_Your objective:_ Restating the data word for word is all that is required.

Referring expression data:
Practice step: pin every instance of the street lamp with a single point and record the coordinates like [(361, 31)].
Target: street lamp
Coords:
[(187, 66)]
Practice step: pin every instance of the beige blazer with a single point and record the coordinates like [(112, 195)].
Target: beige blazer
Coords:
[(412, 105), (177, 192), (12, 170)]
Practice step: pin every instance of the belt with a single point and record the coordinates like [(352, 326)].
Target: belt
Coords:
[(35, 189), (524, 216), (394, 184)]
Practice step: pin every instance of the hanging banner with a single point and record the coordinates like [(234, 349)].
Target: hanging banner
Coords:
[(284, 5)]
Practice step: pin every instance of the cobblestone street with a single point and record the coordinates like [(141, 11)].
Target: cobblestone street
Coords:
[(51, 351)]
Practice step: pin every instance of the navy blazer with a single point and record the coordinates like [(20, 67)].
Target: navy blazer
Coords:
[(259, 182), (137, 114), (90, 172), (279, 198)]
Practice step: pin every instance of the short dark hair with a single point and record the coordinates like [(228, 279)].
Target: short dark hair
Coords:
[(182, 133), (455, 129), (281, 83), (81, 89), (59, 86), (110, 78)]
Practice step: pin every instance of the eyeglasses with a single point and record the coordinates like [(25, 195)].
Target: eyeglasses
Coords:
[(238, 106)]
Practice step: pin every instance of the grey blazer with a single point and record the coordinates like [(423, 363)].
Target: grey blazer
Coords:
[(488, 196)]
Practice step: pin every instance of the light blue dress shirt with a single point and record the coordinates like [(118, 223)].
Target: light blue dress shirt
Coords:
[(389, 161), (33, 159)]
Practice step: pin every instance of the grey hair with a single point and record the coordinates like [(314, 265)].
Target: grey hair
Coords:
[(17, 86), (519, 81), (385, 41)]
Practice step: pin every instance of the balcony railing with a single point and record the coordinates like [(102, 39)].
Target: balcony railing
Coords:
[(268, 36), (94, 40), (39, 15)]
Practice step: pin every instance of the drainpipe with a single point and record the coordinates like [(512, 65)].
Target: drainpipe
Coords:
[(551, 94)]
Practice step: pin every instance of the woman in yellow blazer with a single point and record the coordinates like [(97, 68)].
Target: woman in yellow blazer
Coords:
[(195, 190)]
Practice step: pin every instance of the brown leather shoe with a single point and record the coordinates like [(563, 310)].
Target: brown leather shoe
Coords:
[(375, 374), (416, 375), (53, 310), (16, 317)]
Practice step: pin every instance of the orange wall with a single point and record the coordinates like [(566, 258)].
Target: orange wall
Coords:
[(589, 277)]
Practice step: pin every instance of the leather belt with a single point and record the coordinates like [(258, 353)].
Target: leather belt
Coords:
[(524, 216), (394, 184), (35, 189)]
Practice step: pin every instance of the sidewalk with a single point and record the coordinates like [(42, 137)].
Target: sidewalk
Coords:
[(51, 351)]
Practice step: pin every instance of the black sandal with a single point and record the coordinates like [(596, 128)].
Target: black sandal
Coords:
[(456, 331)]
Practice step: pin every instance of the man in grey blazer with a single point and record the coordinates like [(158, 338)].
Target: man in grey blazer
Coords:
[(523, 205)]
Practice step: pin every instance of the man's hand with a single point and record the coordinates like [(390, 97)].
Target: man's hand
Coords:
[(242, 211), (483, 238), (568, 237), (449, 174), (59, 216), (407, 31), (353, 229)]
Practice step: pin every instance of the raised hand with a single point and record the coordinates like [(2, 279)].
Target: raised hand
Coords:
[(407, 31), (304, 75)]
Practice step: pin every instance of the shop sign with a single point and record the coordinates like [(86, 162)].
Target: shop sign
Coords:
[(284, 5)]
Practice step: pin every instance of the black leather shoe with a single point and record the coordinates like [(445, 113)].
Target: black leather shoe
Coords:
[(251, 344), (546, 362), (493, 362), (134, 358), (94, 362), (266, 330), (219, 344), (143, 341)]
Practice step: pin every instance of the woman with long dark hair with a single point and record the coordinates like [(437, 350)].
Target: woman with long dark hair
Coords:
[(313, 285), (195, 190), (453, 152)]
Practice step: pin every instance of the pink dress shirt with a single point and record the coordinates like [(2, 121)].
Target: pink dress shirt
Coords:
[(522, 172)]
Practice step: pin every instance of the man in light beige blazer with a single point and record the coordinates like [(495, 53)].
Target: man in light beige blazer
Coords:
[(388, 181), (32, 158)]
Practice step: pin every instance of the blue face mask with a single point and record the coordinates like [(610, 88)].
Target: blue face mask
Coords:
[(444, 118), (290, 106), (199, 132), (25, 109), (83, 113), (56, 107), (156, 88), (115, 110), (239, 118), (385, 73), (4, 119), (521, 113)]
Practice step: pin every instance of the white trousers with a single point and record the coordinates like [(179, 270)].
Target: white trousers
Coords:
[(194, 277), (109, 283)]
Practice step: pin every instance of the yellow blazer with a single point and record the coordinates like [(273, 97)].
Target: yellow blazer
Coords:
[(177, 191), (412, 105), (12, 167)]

_Response to this exercise:_
Practice step: pin every instance of the street lamp with a single point and record the coordinates like [(361, 31)].
Target: street lamp
Coords:
[(187, 66)]
Practice step: pin every instance of the beige blazer with a single point and record the coordinates like [(112, 195)].
Target: beige blazer
Coords:
[(412, 105), (177, 192), (12, 170)]
Practice step: pin every instance of the belt with a single point and record the coordinates like [(352, 326)].
Target: belt
Coords:
[(35, 189), (524, 216), (394, 184)]
Practice step: pin every instance of the hanging banner with a single point and record the coordinates like [(234, 349)].
Target: hanging banner
Coords:
[(284, 5)]
Practice step: pin every instance of the cobblestone street with a single point and record the coordinates like [(141, 11)].
Target: cobblestone street
Coords:
[(51, 351)]
Practice step: pin every instance of the navy blazer with a single point and record the coordinates like [(20, 67)].
Target: navy blazer
Coords:
[(259, 182), (137, 114), (90, 172), (279, 198)]
Practice step: pin every instance of the short dark hair with a single point and record the coordinates like [(228, 279)].
Target: short dark hair
Coords:
[(182, 133), (455, 129), (281, 83), (81, 89), (59, 86), (110, 78)]
Practice step: pin every instance of the eyeglasses with a single point and record the coordinates like [(25, 195)].
Target: eyeglasses
Coords:
[(238, 106)]
Practice step: pin every instance of the grey blazer with a single point and record the coordinates like [(423, 363)].
Target: grey blazer
Coords:
[(488, 196)]
Practice step: pin every instance of the light blue dress shirt with a single point and record the coordinates like [(118, 223)].
Target: light blue dress shirt
Coords:
[(389, 161), (33, 159)]
Practice step: pin every instance of the grey hair with a single point and record the coordinates like [(314, 265)].
Target: grey hair
Coords:
[(17, 86), (519, 81), (385, 41)]
Practice step: pin every instance of the balcony railing with a single point and record the coordinates like [(102, 39)].
Target: balcony railing
Coords:
[(268, 36), (94, 40), (39, 15)]
Practice step: pin every instance of the drainpipe with a single point and record the coordinates like [(512, 65)].
Target: drainpipe
Coords:
[(551, 94)]
Practice step: pin every instance of the woman in yellow blazer with a single point and record the coordinates like [(97, 68)].
Target: woman in yellow blazer
Coords:
[(195, 190)]
Practice step: pin every instance of the brown leather shoe with a single point and record the coordinates like [(563, 310)].
Target: brown leather shoe
Coords:
[(375, 374), (416, 375), (53, 310), (16, 317)]
Practice step: pin every instance of the orange wall with a single point and record the coordinates like [(566, 258)].
Target: orange wall
Coords:
[(589, 277)]
Practice step: pin every instance of the leather belt with a single point and record the coordinates like [(258, 353)].
Target: leather belt
Coords:
[(524, 216), (394, 184), (35, 189)]
Practice step: pin every instance of the sidewalk with a single point and record the coordinates like [(42, 137)].
Target: sidewalk
Coords:
[(51, 351)]
Practice step: pin every instance of the black sandal with a single point and record the coordinates like [(596, 128)].
Target: black sandal
Coords:
[(456, 331)]
Practice step: pin every instance of the man in grey blazer with a single point and record the coordinates like [(158, 338)].
Target: man in grey blazer
Coords:
[(523, 205)]
Practice step: pin every instance of the man's hand with a single point and record the coordinates like [(390, 97)].
Target: man's hand
Coords:
[(242, 211), (483, 238), (568, 237), (449, 174), (59, 216), (407, 31), (353, 229)]
Practice step: pin every instance of the raised hand with a single point and record the coordinates like [(2, 279)].
Target: raised hand
Coords:
[(407, 31), (304, 75)]
Practice step: pin every instance of the shop sign with a single point and record the coordinates like [(86, 162)].
Target: shop sign
Coords:
[(284, 5)]
Practice step: pin every instance of the black leather shoe with a single point and record the coordinates like [(445, 113)].
Target: black leather shoe
Coords:
[(251, 344), (546, 362), (493, 362), (134, 358), (94, 362), (266, 330), (219, 344), (143, 341)]
Practice step: pin every instance of the woman with long dark hair with a single point and record the coordinates like [(437, 350)].
Target: woman with long dark hair
Coords:
[(313, 285), (195, 190), (453, 152)]
Practice step: pin every instance of the pink dress shirt with a single point and record the coordinates like [(2, 121)].
Target: pink dress shirt
Coords:
[(522, 172)]
Practice step: pin every instance of the man in light beige blazer with a single point and record the coordinates like [(495, 53)].
Target: man in light beige blazer
Coords:
[(388, 181), (32, 158)]
Practice step: pin every instance of the blue face mask with a single point and record the coordinates like [(610, 88)].
Target: blue face mask
Coords:
[(444, 118), (290, 106), (199, 132), (25, 109), (83, 113), (56, 107), (156, 88), (115, 110), (239, 118), (385, 73), (4, 119), (521, 113)]
Practice step: pin every instance of the white trousers with a single point and record the coordinates like [(179, 270)].
Target: white trousers
Coords:
[(194, 277), (109, 283)]
Practice step: pin every instance of the yellow blazer with a single point and record the coordinates like [(273, 97)].
Target: yellow blazer
Coords:
[(177, 191), (412, 105), (12, 167)]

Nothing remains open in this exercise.